▸ Verilen metin:
------------

Peygamberimizin bu tavrı, sadece bir temenni değil, aynı zamanda bir kulluk ahlakıdır. Zira Müslim, yaşadığı olayları kaderin bir parçası olarak görüp Rabbine hüsn-ü zan beslemelidir. Aksi bir tutum, yani olayları uğursuzluğa yormak, İlahi hikmeti sorgulamak ve kaderi kötüye yormak, İslam’da kesin bir dille nehyedilmiştir. Bu bağlamda Resûlullah (sav), “Tiyare (uğursuzluk inancı) şirktir.” buyurarak bu tür batıl düşüncelerin tevhid inancını zedelediğine dikkat çeker.[3]

Ashâb-ı Kiram’dan biri, “Ey Allah’ın Resûlü! Biz bazen bazı şeyleri uğursuz sayarız.” deyince, Resûlullah (sav) şu cevabı verir: “Bu, herhangi bir kimsenin içinde beliren bir histir. Fakat bu duygu onu yapmak istediği şeyden alıkoymasın.”[4] Bu cevap, içimizde doğan olumsuz çağrışımları tevekkülle aşmanın ve vesveseleri teslimiyetle bertaraf etmenin en açık ifadesidir.

“Resûlullah, ‘Kim tiyare ile bir işten imtina ederse şirk koşmuş olur.’ dedi.

------------

(Adı verilen nesneleri bulmaya dair kayıtlar)
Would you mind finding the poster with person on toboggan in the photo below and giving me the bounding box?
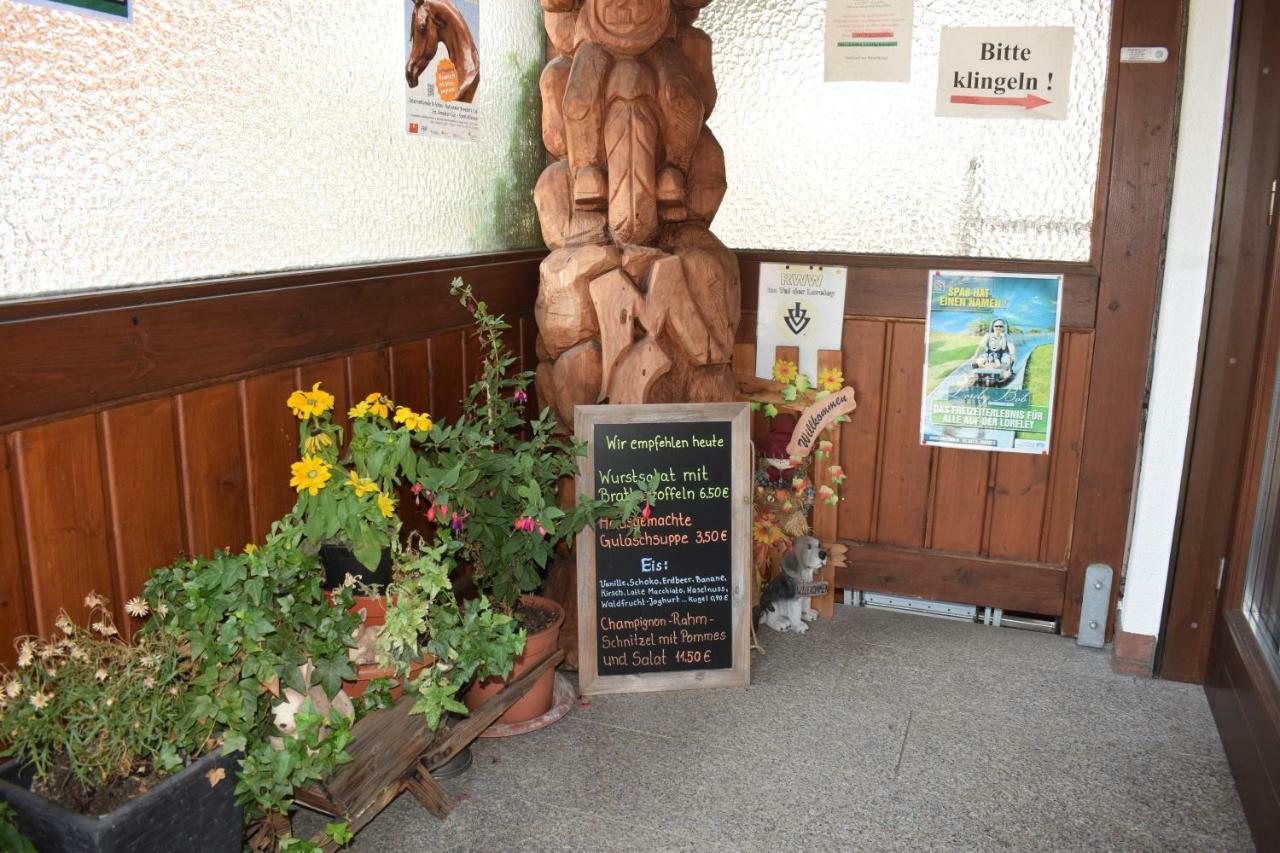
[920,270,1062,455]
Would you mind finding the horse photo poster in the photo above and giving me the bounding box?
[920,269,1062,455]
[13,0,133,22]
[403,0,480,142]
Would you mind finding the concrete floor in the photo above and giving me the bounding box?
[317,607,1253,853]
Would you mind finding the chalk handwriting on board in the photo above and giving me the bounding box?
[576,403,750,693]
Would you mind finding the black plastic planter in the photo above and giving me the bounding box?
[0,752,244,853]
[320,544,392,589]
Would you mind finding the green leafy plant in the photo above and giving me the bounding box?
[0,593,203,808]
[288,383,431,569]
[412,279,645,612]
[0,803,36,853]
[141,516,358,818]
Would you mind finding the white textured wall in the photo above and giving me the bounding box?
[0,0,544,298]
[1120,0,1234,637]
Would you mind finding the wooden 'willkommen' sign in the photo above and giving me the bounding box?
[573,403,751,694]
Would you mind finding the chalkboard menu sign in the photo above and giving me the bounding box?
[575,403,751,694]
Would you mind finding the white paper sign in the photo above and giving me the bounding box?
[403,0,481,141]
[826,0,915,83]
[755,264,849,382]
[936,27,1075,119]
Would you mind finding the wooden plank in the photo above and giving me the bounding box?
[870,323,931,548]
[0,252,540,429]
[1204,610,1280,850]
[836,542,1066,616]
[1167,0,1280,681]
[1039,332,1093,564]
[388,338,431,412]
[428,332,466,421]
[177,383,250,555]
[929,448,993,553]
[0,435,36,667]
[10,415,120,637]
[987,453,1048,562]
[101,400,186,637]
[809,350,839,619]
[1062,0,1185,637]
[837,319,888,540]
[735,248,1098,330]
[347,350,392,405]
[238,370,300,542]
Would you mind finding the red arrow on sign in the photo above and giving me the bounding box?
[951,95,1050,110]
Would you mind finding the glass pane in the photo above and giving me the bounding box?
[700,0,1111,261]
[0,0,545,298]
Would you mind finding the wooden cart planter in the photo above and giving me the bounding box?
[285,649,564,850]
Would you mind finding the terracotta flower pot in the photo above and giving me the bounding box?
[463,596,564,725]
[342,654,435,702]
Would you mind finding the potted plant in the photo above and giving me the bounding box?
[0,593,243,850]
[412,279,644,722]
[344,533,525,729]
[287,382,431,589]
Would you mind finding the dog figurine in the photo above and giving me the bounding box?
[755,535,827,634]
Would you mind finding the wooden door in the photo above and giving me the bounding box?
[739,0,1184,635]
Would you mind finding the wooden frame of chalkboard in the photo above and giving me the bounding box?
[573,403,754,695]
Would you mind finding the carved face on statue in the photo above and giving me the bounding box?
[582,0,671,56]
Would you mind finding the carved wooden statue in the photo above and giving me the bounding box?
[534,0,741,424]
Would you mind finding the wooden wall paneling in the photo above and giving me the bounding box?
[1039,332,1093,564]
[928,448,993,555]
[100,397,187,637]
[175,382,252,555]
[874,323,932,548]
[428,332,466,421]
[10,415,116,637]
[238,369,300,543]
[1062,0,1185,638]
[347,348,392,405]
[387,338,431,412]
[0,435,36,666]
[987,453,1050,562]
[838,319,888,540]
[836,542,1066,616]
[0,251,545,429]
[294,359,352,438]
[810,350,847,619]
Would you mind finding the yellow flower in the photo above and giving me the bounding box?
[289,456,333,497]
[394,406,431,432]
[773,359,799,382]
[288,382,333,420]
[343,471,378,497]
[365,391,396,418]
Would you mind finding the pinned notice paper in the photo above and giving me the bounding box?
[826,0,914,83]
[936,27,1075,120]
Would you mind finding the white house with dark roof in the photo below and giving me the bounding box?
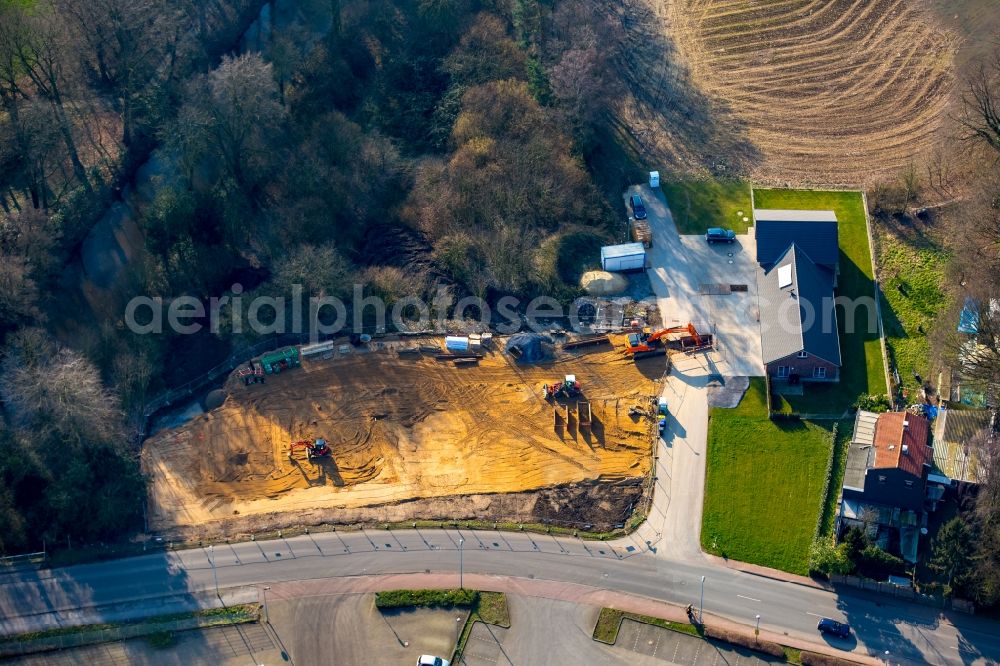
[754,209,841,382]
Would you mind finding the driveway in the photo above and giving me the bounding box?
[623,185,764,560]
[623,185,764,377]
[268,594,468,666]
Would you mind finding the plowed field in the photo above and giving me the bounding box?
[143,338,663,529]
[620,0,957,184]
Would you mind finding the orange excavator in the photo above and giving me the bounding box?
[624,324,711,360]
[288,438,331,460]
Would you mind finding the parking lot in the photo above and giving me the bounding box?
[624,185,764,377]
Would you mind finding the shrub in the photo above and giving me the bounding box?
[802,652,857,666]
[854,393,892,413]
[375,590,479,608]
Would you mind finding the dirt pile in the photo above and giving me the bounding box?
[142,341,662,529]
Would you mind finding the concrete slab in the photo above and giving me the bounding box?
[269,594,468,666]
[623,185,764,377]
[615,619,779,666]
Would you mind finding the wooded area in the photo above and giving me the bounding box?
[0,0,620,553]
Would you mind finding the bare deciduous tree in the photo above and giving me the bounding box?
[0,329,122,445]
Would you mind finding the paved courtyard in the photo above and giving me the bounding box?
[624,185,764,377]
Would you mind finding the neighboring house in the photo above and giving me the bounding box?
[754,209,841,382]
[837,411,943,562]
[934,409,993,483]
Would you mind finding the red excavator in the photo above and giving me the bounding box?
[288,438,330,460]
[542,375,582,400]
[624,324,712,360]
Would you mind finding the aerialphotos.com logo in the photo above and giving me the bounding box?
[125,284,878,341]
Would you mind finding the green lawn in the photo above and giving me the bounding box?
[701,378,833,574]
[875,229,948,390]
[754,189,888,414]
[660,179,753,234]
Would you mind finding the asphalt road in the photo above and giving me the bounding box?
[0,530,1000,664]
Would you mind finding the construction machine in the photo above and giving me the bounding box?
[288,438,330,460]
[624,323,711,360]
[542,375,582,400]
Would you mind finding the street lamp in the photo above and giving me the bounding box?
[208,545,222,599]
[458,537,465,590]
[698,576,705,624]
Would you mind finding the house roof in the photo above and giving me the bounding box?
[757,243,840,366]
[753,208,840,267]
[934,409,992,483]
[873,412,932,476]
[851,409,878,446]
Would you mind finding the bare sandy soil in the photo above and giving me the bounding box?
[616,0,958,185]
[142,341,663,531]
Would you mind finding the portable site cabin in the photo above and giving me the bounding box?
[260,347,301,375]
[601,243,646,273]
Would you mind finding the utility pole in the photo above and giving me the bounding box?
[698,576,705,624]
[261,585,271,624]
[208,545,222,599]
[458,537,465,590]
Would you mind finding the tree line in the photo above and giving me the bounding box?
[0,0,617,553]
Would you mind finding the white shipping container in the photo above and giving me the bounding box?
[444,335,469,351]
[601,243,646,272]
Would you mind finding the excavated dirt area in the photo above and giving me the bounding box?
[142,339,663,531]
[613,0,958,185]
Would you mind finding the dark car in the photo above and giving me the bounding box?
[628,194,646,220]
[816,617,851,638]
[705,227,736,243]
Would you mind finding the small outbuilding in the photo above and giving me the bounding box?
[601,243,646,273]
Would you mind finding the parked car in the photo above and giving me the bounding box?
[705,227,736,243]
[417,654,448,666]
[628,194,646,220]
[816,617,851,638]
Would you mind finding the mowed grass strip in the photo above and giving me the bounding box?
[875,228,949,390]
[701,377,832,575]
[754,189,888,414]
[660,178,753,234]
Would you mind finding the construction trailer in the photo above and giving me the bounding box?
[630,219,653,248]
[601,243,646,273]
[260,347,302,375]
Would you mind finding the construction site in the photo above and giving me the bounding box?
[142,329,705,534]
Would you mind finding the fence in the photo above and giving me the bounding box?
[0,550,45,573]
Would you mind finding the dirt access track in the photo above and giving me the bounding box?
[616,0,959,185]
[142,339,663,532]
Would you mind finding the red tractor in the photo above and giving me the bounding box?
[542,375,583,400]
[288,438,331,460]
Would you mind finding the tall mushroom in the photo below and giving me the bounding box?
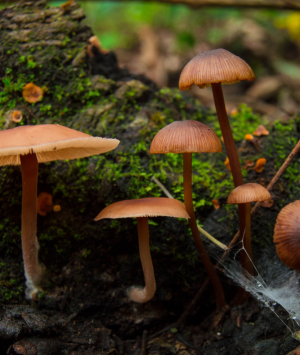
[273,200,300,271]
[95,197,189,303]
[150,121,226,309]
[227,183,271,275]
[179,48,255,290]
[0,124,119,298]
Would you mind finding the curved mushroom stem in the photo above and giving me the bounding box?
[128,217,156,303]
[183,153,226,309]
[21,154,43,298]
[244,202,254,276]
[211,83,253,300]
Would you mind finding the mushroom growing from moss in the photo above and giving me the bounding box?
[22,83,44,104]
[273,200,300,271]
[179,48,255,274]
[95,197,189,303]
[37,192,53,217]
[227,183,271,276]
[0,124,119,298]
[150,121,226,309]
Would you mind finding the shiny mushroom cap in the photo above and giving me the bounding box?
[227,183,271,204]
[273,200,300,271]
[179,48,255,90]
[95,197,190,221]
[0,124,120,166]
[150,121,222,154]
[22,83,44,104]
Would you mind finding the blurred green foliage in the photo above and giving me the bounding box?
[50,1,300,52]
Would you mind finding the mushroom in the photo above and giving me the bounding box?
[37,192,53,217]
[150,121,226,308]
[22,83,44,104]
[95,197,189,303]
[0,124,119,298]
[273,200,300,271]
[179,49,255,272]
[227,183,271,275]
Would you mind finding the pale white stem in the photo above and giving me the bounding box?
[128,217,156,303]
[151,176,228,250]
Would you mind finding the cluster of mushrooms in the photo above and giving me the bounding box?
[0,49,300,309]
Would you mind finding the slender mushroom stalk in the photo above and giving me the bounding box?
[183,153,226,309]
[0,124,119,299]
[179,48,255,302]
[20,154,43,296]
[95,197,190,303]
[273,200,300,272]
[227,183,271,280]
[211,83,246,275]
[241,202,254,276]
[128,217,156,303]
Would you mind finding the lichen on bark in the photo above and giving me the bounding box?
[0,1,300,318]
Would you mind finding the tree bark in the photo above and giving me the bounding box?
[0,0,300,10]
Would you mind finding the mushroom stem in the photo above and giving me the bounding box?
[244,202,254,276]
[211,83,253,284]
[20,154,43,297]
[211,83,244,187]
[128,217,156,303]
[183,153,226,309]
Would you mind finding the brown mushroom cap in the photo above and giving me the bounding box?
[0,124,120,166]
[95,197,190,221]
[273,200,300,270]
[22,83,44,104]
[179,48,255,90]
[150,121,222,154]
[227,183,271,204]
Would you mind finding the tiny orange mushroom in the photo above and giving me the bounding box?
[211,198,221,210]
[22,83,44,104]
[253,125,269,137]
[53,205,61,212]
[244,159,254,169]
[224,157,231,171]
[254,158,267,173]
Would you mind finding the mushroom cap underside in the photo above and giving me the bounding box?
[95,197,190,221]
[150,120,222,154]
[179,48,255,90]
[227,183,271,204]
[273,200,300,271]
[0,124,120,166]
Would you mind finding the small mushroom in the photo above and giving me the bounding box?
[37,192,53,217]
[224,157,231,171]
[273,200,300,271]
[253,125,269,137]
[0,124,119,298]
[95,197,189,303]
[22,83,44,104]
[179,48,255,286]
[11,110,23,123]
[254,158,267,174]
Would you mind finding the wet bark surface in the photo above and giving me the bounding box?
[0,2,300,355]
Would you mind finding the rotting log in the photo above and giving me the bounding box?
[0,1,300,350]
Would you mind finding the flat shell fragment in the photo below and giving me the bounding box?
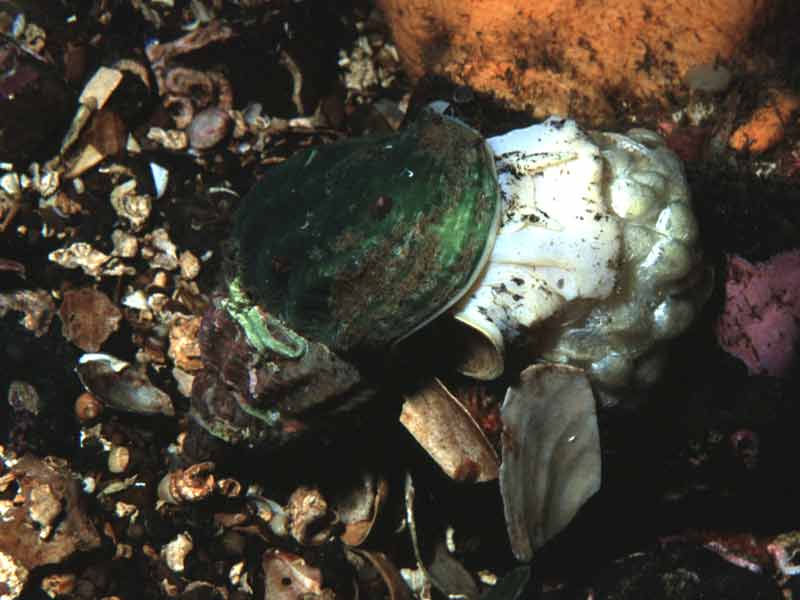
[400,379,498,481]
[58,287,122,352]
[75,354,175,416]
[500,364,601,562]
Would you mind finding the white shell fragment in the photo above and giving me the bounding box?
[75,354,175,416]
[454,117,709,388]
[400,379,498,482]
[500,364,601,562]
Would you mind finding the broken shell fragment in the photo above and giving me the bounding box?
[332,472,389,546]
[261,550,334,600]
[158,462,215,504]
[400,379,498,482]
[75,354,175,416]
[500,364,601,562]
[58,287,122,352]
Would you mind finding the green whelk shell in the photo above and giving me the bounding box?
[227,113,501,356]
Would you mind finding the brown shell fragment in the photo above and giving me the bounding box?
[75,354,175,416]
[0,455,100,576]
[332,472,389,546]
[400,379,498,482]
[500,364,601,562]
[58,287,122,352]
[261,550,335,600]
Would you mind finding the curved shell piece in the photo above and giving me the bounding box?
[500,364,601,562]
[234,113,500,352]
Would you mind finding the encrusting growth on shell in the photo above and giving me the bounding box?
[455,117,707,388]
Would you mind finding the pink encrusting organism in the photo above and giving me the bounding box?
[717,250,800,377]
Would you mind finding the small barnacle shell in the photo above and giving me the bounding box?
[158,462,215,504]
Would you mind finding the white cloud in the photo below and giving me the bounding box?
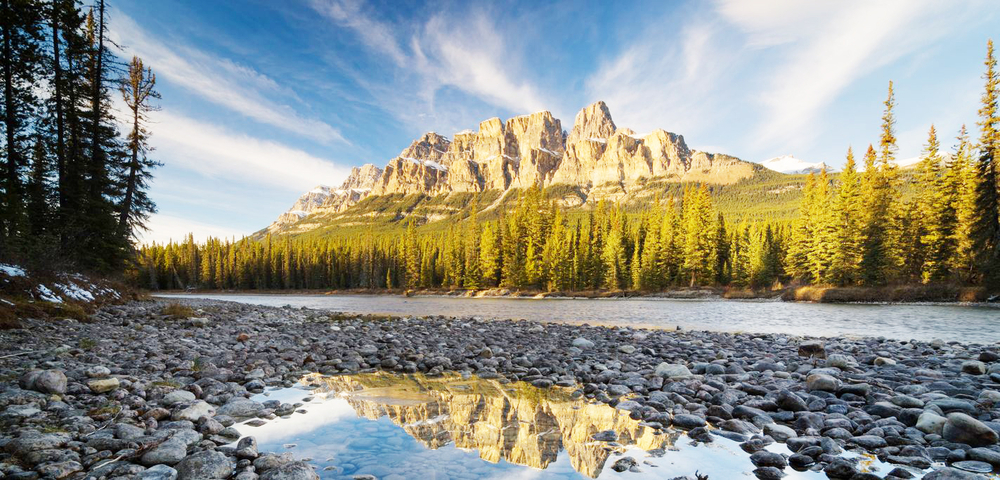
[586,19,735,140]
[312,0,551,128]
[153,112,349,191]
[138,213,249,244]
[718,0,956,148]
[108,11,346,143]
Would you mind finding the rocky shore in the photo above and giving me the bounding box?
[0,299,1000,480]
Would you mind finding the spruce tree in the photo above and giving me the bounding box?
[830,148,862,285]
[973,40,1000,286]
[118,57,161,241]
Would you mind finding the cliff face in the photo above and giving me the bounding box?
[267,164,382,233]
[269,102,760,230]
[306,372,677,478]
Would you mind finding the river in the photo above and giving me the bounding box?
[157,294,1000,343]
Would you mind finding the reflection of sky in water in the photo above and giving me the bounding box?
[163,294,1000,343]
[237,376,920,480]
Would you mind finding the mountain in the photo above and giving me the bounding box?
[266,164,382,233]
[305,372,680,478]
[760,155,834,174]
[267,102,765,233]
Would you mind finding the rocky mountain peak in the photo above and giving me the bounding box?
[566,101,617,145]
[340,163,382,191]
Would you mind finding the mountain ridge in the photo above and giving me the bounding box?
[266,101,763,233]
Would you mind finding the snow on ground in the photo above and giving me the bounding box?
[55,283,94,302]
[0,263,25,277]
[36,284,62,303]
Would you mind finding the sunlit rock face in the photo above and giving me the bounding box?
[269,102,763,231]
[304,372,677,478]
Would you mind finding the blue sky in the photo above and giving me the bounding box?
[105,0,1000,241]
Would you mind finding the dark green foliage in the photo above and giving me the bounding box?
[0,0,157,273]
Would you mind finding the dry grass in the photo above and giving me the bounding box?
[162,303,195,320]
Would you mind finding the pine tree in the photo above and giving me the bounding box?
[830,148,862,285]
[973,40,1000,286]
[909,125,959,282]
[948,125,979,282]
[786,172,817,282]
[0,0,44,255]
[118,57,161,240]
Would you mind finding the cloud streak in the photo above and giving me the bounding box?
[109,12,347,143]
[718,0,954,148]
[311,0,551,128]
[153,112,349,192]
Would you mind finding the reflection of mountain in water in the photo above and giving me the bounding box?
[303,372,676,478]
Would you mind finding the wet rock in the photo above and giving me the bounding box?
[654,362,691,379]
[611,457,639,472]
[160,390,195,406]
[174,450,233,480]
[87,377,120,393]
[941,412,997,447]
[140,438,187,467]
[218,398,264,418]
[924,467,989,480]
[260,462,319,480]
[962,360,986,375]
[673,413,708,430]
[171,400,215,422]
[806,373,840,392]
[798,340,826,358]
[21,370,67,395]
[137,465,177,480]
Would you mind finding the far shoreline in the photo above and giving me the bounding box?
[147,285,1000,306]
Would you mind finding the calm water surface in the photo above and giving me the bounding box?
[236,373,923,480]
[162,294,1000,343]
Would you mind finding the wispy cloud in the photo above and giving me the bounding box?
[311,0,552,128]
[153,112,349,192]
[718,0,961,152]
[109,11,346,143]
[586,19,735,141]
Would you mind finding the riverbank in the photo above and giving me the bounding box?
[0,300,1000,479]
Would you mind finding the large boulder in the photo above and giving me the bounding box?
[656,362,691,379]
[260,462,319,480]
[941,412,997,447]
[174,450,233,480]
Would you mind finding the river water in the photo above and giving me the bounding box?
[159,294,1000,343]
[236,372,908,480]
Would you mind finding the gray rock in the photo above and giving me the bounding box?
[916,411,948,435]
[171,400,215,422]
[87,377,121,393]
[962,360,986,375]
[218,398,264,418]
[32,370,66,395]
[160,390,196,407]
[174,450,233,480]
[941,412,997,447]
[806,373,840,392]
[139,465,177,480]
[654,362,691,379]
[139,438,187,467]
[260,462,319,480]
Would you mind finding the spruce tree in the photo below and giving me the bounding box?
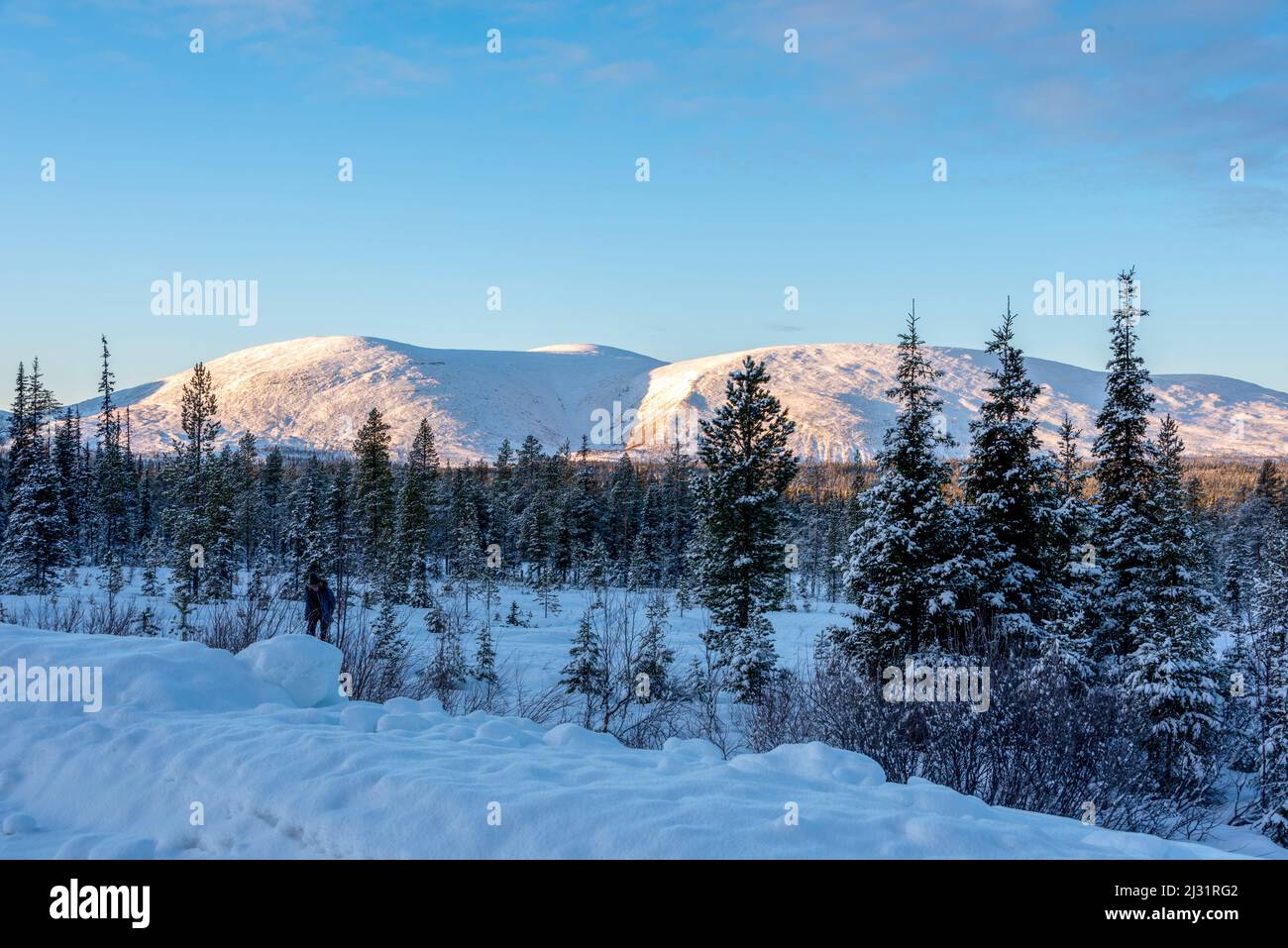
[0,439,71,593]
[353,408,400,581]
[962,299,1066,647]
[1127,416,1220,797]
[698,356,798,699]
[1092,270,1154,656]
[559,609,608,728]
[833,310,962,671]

------------

▸ İstekler:
1. Aşağıdaki (a), (b) ve (c) ifadeleri tiyare hakkındaki metinle uyuşuyor mu? Her biri için evet ya da hayır deyip metnin belirleyici sözlerini aynen alıntılar mısın?
(a) Resûlullah tiyareyi şirk olarak nitelemiştir.
(b) Resûlullah, içte beliren uğursuzluk hissinin kişiyi yapmak istediği işten alıkoyması gerektiğini söylemiştir.
(c) Olayları uğursuzluğa yormak İslam'da serbest bırakılmıştır.
2. Kayıtların başından başlayıp "[403,0,480,142]" içeren satırda biten kısmı, iki uç satır ve istekler dahil, yeniden yazarken cevaplardaki sınırlayıcı kutu koordinatlarının her birini -48 ekleyerek kaydırır mısın? Resimleri yanıta koyma.

▸ Çözülmüş görevler:
1.
(a) Evet: “Tiyare (uğursuzluk inancı) şirktir.”
(b) Hayır: “Fakat bu duygu onu yapmak istediği şeyden alıkoymasın.”
(c) Hayır: “İslam’da kesin bir dille nehyedilmiştir.”

2.
Would you mind finding the poster with person on toboggan in the photo below and giving me the bounding box?
[872,222,1014,407]
Would you mind finding the horse photo poster in the photo above and giving me the bounding box?
[872,221,1014,407]
[-35,-48,85,-26]
[355,-48,432,94]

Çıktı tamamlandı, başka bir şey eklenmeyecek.